AIM A:
In the conversation about edge cloud, reproduce the passage between "Got it. Last" and "edge cloud solution?", inclusive, substituting "market" for "opportunity".

SELECTED EXTRACT:

Got it. Last question on products, then we'll talk about numbers. Edge cloud. What -- same question, what makes you better? Well, you know what, let's start from even before that because it's kind of a new space. What is the opportunity here? Discuss the opportunity. What is the demand? What is the problem you're trying to solve with your edge cloud solution?

Vernon Essi

So the problem or the solution or opportunity really is the customers' end users experience on the web and creating a very fast, immersive, personalized experience. The compute capability can be applied to things like gaming. It's particularly good around travel and e-commerce, but it really is providing that fast experience at the edge for the user directly. And that is the differentiation. And that is a compelling need, and I think we're seeing more and more companies who recognize engaging with their customers is important, not just if they're selling. I think you're starting to see it in healthcare.

I know that motion started a long time ago. In my previous company, a lot of the health care companies were saying, how do we not just become kind of that back office. We want to engage with our customers. We want to drive their behavior. We went through who we are. You got to have a web presence that's personalized and fast to do that. And so I think you're going to see more and more industries adopt that, and we're going to deliver that and then only gets delivered through an edge platform.

RECORD EXCERPTS:
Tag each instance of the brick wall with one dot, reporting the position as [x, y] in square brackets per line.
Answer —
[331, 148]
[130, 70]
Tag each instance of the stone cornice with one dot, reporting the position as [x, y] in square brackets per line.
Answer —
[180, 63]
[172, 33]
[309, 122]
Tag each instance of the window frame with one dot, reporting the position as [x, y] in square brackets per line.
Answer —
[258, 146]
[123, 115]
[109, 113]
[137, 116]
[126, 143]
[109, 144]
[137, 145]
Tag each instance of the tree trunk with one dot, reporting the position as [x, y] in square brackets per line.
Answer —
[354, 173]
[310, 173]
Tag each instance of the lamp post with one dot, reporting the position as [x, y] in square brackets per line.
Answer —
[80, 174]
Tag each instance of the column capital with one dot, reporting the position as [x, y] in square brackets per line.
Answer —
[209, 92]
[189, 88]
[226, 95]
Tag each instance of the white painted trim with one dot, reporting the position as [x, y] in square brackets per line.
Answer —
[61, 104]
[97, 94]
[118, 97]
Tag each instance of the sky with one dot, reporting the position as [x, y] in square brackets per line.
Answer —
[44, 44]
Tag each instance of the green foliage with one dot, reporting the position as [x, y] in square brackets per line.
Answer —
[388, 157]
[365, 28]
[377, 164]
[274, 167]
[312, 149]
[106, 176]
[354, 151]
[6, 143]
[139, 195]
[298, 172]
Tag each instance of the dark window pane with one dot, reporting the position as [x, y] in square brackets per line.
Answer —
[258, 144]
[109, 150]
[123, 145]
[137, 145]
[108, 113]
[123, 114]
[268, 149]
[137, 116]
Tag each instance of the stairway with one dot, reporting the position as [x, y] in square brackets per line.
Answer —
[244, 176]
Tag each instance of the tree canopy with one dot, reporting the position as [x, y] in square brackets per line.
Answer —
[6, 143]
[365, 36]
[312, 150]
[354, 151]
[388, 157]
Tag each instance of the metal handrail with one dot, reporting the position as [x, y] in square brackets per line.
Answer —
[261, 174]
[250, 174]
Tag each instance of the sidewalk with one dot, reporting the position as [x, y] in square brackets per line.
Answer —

AIM B:
Pick out each line of the rows that contains the string "window" and copy it.

EXERCISE ANSWER A:
Got it. Last question on products, then we'll talk about numbers. Edge cloud. What -- same question, what makes you better? Well, you know what, let's start from even before that because it's kind of a new space. What is the market here? Discuss the market. What is the demand? What is the problem you're trying to solve with your edge cloud solution?

EXERCISE ANSWER B:
Tag each instance of the window frame with one dot, reporting the position as [x, y] in square brackets per line.
Tag each instance of the dark window pane with one dot, reporting the position as [x, y] in square brackets per line.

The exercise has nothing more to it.